▸ What is being asked
Starting at the line that contains "Target: white face mask", output each line exactly as written through the end of the listing below, but leave out the pictures.

▸ Exercise input

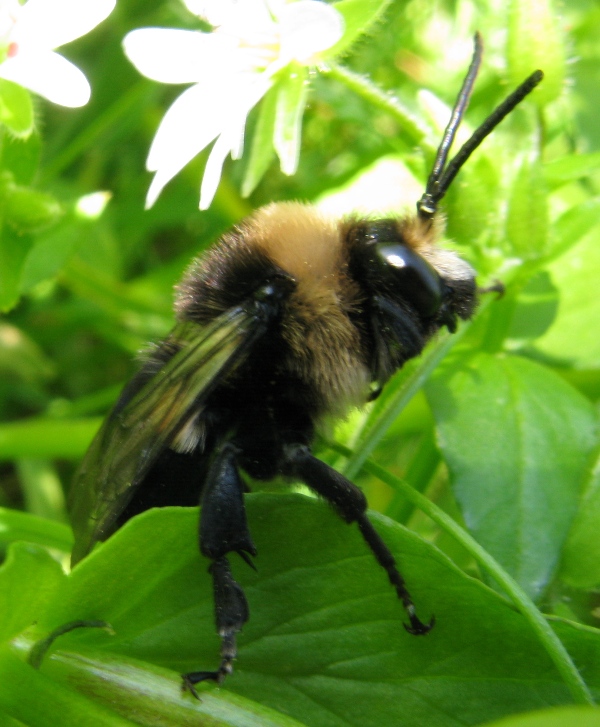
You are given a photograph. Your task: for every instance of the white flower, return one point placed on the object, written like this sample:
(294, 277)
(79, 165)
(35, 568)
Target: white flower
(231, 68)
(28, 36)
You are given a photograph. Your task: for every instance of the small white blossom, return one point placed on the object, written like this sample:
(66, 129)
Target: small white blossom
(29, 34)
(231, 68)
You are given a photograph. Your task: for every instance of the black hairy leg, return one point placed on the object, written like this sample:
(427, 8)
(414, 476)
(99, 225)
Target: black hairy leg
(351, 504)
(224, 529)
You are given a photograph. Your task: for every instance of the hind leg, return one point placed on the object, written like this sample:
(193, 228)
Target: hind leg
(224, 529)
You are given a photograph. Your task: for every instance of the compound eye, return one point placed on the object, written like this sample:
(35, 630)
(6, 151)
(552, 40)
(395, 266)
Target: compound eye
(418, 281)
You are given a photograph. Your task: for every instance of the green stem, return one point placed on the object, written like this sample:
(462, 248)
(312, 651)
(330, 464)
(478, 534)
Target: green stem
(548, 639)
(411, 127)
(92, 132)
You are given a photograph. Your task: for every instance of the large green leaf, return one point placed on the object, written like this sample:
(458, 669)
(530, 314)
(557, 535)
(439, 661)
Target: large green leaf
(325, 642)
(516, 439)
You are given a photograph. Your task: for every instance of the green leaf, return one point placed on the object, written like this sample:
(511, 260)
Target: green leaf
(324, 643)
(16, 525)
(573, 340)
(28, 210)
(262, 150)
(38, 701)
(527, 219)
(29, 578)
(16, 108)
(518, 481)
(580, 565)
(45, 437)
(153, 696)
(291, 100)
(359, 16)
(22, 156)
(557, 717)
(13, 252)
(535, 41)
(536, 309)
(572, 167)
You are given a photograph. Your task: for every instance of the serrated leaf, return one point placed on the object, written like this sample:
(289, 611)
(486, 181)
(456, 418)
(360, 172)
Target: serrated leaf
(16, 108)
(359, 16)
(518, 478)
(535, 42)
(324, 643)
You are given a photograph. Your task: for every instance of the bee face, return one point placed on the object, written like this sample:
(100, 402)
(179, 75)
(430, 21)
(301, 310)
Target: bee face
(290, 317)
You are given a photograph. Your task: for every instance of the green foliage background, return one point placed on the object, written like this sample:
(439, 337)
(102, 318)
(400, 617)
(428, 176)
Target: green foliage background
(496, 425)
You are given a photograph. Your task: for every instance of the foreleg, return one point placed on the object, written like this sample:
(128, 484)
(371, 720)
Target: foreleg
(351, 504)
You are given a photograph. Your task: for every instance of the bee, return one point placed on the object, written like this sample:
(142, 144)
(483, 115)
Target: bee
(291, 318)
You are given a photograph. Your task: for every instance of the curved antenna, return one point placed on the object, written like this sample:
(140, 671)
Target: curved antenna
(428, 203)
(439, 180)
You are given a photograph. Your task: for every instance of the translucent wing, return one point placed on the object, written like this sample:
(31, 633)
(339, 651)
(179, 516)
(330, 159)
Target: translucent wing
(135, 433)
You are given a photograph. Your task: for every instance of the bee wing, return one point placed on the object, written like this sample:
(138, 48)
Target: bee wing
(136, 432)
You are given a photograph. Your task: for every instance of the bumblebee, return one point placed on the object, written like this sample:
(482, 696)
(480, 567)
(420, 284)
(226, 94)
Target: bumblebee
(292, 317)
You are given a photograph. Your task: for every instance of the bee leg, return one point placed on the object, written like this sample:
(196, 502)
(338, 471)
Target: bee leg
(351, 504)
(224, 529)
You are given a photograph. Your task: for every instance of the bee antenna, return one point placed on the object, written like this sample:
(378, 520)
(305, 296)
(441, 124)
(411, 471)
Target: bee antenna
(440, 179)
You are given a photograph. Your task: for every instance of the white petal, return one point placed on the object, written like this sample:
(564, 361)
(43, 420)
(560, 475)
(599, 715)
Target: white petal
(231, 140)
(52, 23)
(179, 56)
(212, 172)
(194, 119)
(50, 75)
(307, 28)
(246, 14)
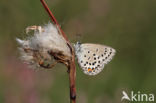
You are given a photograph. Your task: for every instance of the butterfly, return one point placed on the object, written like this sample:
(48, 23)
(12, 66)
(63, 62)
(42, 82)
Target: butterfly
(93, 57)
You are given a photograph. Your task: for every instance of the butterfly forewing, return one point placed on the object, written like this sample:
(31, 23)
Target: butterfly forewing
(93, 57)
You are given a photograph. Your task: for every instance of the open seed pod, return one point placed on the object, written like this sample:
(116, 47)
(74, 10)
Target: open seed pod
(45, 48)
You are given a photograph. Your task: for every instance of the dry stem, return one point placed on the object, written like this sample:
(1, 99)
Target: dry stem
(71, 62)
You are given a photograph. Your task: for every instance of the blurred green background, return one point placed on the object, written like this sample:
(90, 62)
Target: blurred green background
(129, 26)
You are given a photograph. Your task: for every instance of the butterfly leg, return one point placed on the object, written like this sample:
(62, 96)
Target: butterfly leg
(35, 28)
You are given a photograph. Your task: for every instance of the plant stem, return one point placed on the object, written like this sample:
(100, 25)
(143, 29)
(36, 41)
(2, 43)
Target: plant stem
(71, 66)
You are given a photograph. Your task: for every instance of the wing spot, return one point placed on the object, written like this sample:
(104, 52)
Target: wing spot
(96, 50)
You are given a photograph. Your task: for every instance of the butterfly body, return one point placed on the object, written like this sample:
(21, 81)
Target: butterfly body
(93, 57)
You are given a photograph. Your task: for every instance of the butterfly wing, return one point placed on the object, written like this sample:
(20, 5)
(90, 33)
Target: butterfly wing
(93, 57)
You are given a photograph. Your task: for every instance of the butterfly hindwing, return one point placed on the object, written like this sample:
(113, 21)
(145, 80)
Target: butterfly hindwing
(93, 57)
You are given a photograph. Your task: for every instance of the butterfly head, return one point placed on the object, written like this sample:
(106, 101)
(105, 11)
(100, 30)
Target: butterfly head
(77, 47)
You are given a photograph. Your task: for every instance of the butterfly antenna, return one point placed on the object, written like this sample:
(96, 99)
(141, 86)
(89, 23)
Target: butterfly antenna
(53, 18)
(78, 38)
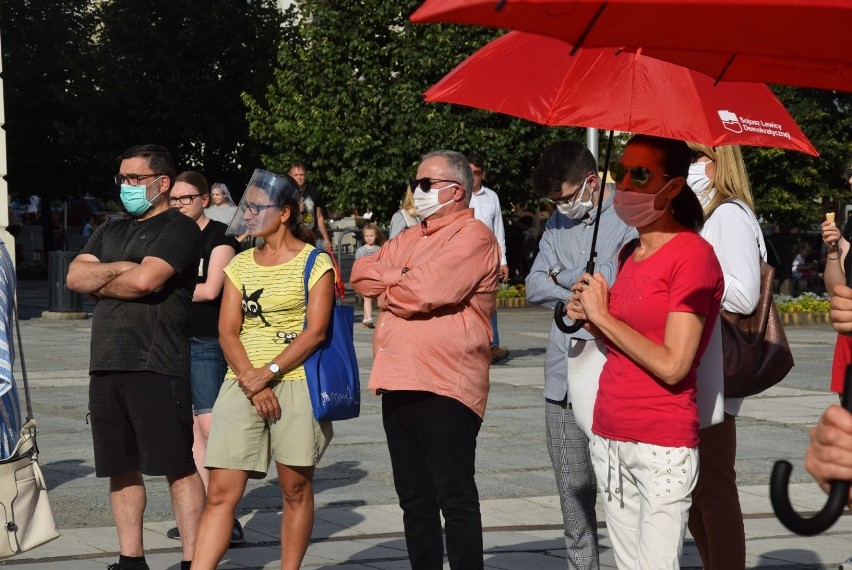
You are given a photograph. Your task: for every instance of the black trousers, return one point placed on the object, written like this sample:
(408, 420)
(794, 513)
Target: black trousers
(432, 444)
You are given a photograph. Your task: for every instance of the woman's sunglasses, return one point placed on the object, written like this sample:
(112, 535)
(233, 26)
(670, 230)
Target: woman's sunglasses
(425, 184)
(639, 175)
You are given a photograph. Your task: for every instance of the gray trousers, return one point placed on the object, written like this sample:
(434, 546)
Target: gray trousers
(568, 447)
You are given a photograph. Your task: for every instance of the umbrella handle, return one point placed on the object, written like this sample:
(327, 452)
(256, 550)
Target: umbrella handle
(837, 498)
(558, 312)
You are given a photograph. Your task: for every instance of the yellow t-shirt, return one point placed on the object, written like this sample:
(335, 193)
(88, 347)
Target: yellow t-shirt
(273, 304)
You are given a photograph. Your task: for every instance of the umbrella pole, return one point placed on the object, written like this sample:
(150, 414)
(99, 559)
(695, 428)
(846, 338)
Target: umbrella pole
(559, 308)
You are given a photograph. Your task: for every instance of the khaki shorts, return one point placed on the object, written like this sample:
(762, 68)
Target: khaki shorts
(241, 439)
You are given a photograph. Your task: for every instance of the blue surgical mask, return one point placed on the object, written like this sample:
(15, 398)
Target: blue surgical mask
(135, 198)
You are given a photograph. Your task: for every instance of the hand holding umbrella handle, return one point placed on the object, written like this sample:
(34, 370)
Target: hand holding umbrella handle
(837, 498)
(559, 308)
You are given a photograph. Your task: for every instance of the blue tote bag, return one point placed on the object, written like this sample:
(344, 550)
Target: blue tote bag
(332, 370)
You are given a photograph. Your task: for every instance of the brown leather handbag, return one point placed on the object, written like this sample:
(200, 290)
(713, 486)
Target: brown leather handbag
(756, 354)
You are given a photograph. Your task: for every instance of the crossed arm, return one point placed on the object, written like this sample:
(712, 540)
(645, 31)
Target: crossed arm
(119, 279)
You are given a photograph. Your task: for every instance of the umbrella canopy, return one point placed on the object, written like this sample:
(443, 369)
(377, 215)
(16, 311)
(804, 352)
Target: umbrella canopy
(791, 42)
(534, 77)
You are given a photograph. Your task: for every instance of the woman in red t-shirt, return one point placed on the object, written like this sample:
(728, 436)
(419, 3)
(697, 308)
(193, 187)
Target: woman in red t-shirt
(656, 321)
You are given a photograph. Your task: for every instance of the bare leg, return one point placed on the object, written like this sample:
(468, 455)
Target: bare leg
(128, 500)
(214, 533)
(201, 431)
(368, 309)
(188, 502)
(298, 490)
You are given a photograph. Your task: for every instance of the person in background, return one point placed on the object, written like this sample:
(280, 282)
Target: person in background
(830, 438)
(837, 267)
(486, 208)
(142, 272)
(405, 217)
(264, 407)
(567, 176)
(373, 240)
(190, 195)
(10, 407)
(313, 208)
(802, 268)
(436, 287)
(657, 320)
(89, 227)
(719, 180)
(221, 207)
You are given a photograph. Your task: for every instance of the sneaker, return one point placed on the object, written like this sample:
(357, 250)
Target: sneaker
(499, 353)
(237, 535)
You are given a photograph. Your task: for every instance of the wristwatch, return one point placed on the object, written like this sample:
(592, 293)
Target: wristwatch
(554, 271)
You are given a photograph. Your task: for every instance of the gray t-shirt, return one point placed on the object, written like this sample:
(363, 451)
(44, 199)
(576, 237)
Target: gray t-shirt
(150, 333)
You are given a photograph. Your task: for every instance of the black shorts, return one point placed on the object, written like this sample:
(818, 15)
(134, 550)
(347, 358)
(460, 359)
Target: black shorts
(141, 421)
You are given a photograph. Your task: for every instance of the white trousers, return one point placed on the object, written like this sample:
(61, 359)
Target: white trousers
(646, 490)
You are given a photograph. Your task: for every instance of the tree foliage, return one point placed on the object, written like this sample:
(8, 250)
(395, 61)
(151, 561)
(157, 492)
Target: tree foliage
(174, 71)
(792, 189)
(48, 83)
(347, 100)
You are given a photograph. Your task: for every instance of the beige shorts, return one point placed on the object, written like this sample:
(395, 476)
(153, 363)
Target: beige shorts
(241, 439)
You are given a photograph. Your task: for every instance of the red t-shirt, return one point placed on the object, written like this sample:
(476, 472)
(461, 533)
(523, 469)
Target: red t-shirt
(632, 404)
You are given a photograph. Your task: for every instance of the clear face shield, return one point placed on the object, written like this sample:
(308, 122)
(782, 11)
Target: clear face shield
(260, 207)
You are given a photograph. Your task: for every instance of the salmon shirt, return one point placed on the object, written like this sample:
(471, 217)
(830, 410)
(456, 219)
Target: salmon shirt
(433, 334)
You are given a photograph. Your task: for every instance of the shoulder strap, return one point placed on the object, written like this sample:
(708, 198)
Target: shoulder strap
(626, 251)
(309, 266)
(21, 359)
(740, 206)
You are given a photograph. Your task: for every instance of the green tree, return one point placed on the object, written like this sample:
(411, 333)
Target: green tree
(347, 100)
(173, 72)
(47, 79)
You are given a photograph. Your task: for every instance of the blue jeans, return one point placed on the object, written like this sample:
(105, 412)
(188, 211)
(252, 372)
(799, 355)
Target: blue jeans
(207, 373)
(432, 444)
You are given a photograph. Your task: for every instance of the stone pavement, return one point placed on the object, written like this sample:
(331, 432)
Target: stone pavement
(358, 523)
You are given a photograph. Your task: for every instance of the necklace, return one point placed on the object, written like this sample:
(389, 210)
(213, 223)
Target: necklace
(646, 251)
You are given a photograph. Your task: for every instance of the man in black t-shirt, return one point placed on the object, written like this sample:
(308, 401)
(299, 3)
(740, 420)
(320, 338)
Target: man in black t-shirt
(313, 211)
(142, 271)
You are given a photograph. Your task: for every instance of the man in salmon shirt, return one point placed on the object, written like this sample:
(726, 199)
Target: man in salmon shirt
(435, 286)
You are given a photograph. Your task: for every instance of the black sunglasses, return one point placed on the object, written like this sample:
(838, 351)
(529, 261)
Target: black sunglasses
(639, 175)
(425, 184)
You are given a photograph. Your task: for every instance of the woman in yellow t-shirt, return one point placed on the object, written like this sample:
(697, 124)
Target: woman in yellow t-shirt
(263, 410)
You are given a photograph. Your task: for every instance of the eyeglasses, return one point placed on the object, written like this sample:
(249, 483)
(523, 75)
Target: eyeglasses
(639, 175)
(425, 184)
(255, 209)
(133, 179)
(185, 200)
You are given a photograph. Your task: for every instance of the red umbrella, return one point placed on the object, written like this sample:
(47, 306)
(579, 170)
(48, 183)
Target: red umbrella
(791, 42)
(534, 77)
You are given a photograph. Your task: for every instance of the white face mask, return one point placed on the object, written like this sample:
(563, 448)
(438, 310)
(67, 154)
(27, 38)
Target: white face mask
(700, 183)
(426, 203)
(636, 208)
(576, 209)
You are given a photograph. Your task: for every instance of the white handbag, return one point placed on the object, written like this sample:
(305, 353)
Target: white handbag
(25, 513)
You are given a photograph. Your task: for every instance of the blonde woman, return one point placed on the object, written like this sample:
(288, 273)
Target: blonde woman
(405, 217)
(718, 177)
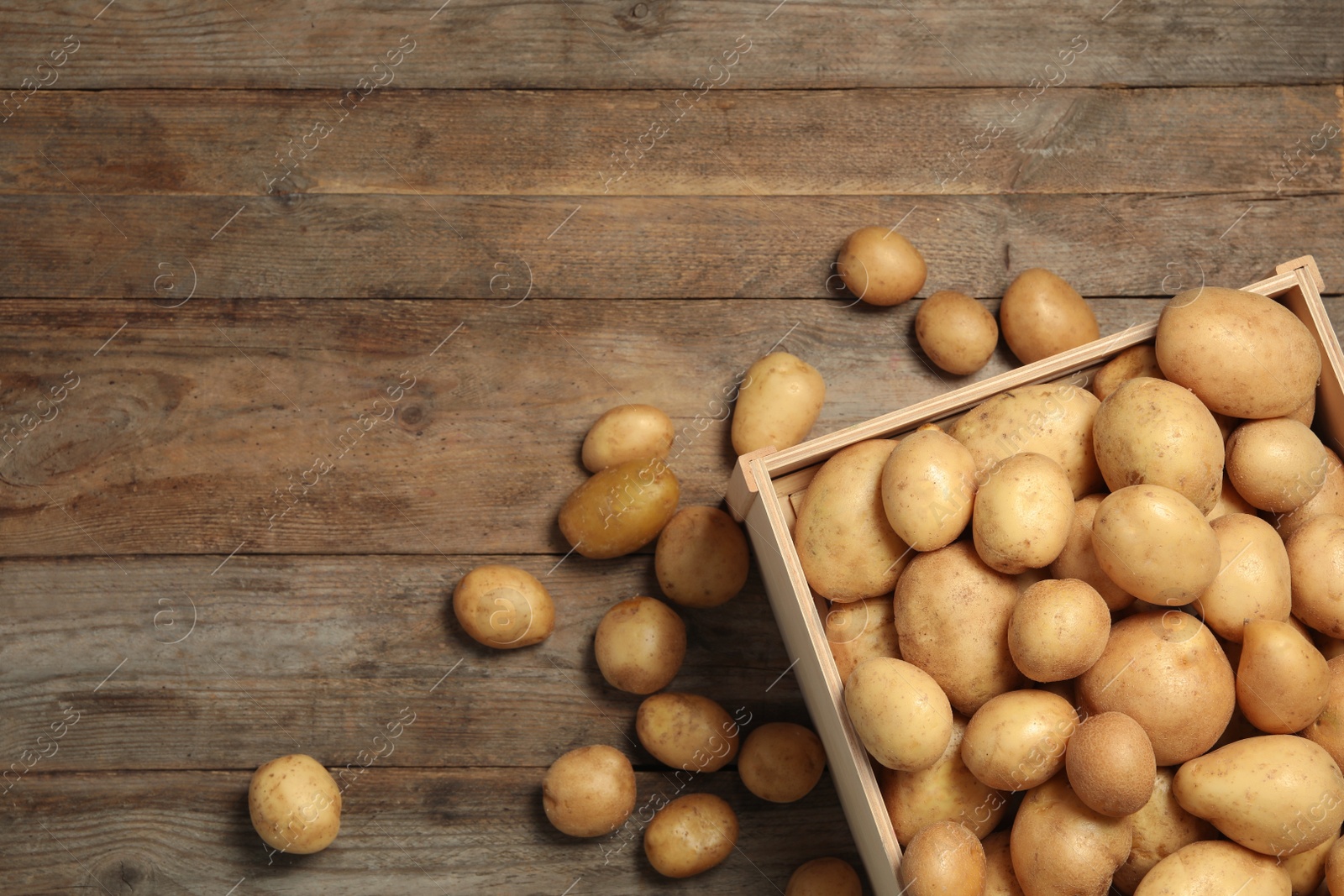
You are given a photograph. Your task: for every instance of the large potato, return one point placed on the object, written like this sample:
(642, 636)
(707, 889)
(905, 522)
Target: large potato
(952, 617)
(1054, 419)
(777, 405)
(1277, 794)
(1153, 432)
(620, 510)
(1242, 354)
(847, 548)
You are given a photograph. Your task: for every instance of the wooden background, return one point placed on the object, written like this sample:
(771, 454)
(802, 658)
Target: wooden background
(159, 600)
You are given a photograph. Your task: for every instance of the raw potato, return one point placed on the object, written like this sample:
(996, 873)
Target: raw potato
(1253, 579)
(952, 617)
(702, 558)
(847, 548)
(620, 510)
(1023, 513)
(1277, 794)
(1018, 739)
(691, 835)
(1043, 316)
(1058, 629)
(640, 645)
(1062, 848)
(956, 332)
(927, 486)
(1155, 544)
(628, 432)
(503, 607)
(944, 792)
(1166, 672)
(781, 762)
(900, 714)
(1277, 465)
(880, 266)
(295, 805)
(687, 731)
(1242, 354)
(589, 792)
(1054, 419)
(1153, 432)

▸ Result of the task
Target: white face mask
(700, 183)
(426, 203)
(636, 208)
(576, 209)
You are given a photograph. Your task: for every instance of the white handbag, return one point placed on the object, written like this sample:
(305, 353)
Target: white handbag
(25, 513)
You are given a photograph. Your task: for every instance of the blonde woman, return one point placed on the object, written like this sample:
(288, 273)
Target: blonde woman
(405, 217)
(718, 177)
You are given a photograph. Your task: for every instance of the large potato, return one point placed on the object, written like this sample:
(642, 636)
(707, 889)
(905, 522)
Target: large potato
(952, 617)
(1054, 419)
(777, 405)
(1277, 794)
(1153, 432)
(620, 510)
(1242, 354)
(847, 548)
You are given a photograph. Your task: for every instance of the wooden background, return one point placed on the object, written like this sample:
(771, 454)
(802, 658)
Target: wooden background
(159, 600)
You are given a photograph. Your task: for every instance of the raw potato, return one point placed on the object, written like this sample:
(996, 873)
Target: raw potato
(1253, 579)
(952, 617)
(702, 558)
(847, 548)
(620, 510)
(1023, 513)
(1277, 794)
(1018, 739)
(691, 835)
(1043, 316)
(1058, 629)
(640, 645)
(1062, 848)
(956, 332)
(927, 486)
(1155, 544)
(628, 432)
(503, 607)
(944, 792)
(1166, 672)
(781, 762)
(900, 714)
(1277, 465)
(880, 266)
(295, 805)
(687, 731)
(1242, 354)
(589, 792)
(1054, 419)
(1153, 432)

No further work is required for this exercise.